Aim >>
Please format the lines below as a Markdown table with the columns "Row" and "Line", numbering each row and skipping any blank lines.

Records to use >>
--- Begin ---

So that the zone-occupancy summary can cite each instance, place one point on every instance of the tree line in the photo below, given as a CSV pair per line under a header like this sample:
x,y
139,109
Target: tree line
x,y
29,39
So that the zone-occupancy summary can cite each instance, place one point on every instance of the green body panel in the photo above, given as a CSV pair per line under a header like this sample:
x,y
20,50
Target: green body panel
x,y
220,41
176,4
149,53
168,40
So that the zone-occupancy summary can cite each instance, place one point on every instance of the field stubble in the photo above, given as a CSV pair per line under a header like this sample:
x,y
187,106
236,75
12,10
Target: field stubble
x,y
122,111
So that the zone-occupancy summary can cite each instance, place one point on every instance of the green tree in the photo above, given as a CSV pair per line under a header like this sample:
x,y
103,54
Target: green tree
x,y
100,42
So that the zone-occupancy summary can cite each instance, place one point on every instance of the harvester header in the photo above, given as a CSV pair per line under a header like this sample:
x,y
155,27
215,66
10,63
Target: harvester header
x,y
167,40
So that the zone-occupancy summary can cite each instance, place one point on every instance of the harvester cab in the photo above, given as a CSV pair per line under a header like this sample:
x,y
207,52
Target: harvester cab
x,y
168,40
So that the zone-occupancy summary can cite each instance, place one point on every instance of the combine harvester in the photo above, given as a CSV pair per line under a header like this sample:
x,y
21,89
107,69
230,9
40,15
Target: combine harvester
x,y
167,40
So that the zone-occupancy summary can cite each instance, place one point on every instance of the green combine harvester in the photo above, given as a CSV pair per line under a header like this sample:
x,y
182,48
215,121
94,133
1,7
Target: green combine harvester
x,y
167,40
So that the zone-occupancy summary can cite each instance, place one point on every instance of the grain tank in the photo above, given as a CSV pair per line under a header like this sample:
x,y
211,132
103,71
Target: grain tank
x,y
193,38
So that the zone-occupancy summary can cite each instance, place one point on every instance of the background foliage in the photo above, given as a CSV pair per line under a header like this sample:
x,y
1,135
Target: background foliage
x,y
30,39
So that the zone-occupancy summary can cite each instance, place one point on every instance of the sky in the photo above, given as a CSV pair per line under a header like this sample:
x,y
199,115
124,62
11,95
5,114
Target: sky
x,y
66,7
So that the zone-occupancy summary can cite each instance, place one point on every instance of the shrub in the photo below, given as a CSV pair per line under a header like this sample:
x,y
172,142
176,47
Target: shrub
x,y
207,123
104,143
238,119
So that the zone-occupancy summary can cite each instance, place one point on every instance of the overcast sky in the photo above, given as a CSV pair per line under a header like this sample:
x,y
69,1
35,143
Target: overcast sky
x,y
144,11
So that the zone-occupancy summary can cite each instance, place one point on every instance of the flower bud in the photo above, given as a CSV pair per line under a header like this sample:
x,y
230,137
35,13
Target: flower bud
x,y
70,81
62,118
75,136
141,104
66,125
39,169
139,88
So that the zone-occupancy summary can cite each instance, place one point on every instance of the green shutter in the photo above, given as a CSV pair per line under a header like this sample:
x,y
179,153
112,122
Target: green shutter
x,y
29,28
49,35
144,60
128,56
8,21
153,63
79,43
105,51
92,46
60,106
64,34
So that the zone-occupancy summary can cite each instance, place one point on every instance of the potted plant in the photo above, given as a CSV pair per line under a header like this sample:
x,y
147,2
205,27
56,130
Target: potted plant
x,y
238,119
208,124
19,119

--- End ---

Answer to this exercise >>
| Row | Line |
|---|---|
| 1 | So that the zone-occupancy summary can cite each instance, place one point on every instance of the tree line in the photo below, given as a CSV pair per line under a header like this sample: |
| 2 | x,y |
| 3 | 139,109 |
| 4 | Target: tree line |
| 5 | x,y |
| 6 | 29,39 |
| 7 | So that the zone-occupancy summary can cite each instance, place one point on every instance of the green body panel in the photo above, given as a CSV pair per line under a header like this sample: |
| 8 | x,y |
| 9 | 20,50 |
| 10 | Target: green body panel |
| 11 | x,y |
| 12 | 220,41 |
| 13 | 176,4 |
| 14 | 149,53 |
| 15 | 168,40 |
| 16 | So that the zone-occupancy summary can cite each instance, place one point on every instance of the field stubble in the photo above, given as a CSV pair per line under a header like this sample: |
| 17 | x,y |
| 18 | 187,106 |
| 19 | 236,75 |
| 20 | 12,10 |
| 21 | Target: field stubble |
| 22 | x,y |
| 23 | 122,111 |
| 24 | So that the zone-occupancy summary can cite each instance, place one point on every instance of the green tree in the photo above, given as a CSV pair per line under a header like this sample: |
| 25 | x,y |
| 26 | 103,54 |
| 27 | Target: green tree |
| 28 | x,y |
| 29 | 100,42 |
| 30 | So that the zone-occupancy summary can cite each instance, place one point on every instance of the harvester header in the photo above, given as a CSV pair per line under a header like this sample: |
| 31 | x,y |
| 32 | 155,27 |
| 33 | 215,66 |
| 34 | 10,63 |
| 35 | Target: harvester header |
| 36 | x,y |
| 37 | 167,40 |
| 38 | So that the zone-occupancy summary can cite each instance, place one point on every instance of the harvester cab in the photo above, given as a CSV pair per line under a header like this sample: |
| 39 | x,y |
| 40 | 207,52 |
| 41 | Target: harvester cab |
| 42 | x,y |
| 43 | 168,40 |
| 44 | So that the zone-occupancy summary can cite each instance, place one point on every instance of the combine harvester in the photo above, given as a CSV pair per line under a header like this sample: |
| 45 | x,y |
| 46 | 21,89 |
| 47 | 107,69 |
| 48 | 230,9 |
| 49 | 40,15 |
| 50 | Target: combine harvester |
| 51 | x,y |
| 52 | 167,40 |
| 53 | So that the zone-occupancy summary can cite each instance, place one point on every instance of the green combine harvester in the photo above, given as a CSV pair per line under a header like this sample: |
| 54 | x,y |
| 55 | 182,48 |
| 56 | 215,121 |
| 57 | 94,133 |
| 58 | 1,7 |
| 59 | Target: green combine harvester |
| 60 | x,y |
| 61 | 167,40 |
| 62 | So that the zone-occupancy summary can cite each instance, place one point on every instance of the grain tank in the photo above, given as a CSV pair per line under a header like this sample: |
| 63 | x,y |
| 64 | 211,132 |
| 65 | 103,71 |
| 66 | Target: grain tank |
| 67 | x,y |
| 68 | 193,38 |
| 69 | So that the zone-occupancy summary can cite each instance, place one point on every instance of the background foliage in the photo above, given as a CSV pair per line under a header like this sample: |
| 70 | x,y |
| 71 | 1,135 |
| 72 | Target: background foliage |
| 73 | x,y |
| 74 | 30,39 |
| 75 | So that the zone-occupancy summary can cite each instance, place one point on every instance of the sky in the photo above, given as a CSV pair per line under a header like this sample: |
| 76 | x,y |
| 77 | 199,115 |
| 78 | 124,62 |
| 79 | 11,95 |
| 80 | 5,114 |
| 81 | Target: sky |
| 82 | x,y |
| 83 | 66,7 |
| 84 | So that the zone-occupancy summary can cite each instance, place one point on every instance of the shrub in the photo below, given as a CSV pair per line under a header like this sample: |
| 85 | x,y |
| 86 | 172,142 |
| 87 | 176,47 |
| 88 | Target: shrub |
| 89 | x,y |
| 90 | 207,123 |
| 91 | 104,143 |
| 92 | 238,119 |
| 93 | So that the zone-occupancy summary can cite each instance, place one point on every instance of the overcast sky in the photo above, given as a CSV pair per line under a header like this sample: |
| 94 | x,y |
| 95 | 69,1 |
| 96 | 35,143 |
| 97 | Target: overcast sky |
| 98 | x,y |
| 99 | 144,11 |
| 100 | So that the zone-occupancy summary can cite each instance, place one point on every instance of the flower bud in the photo above, given as a CSV pair per line under a header like this sample: |
| 101 | x,y |
| 102 | 230,137 |
| 103 | 35,13 |
| 104 | Target: flower bud |
| 105 | x,y |
| 106 | 70,81 |
| 107 | 62,118 |
| 108 | 75,136 |
| 109 | 141,104 |
| 110 | 66,125 |
| 111 | 39,169 |
| 112 | 139,88 |
| 113 | So that the zone-occupancy summary can cite each instance, place one point on every instance of the green shutter in the photo above, given as a CSV pair per line under a header like this sample: |
| 114 | x,y |
| 115 | 179,153 |
| 116 | 112,122 |
| 117 | Target: green shutter |
| 118 | x,y |
| 119 | 29,28 |
| 120 | 49,35 |
| 121 | 144,60 |
| 122 | 128,56 |
| 123 | 8,21 |
| 124 | 153,63 |
| 125 | 79,43 |
| 126 | 105,51 |
| 127 | 92,46 |
| 128 | 60,106 |
| 129 | 64,34 |
| 130 | So that the zone-occupancy summary can cite each instance, place one point on every instance of the potted plant in the photo above, given as a CSV pair per line under a header like this sample: |
| 131 | x,y |
| 132 | 147,2 |
| 133 | 205,27 |
| 134 | 56,130 |
| 135 | Target: potted plant |
| 136 | x,y |
| 137 | 238,119 |
| 138 | 208,124 |
| 139 | 19,119 |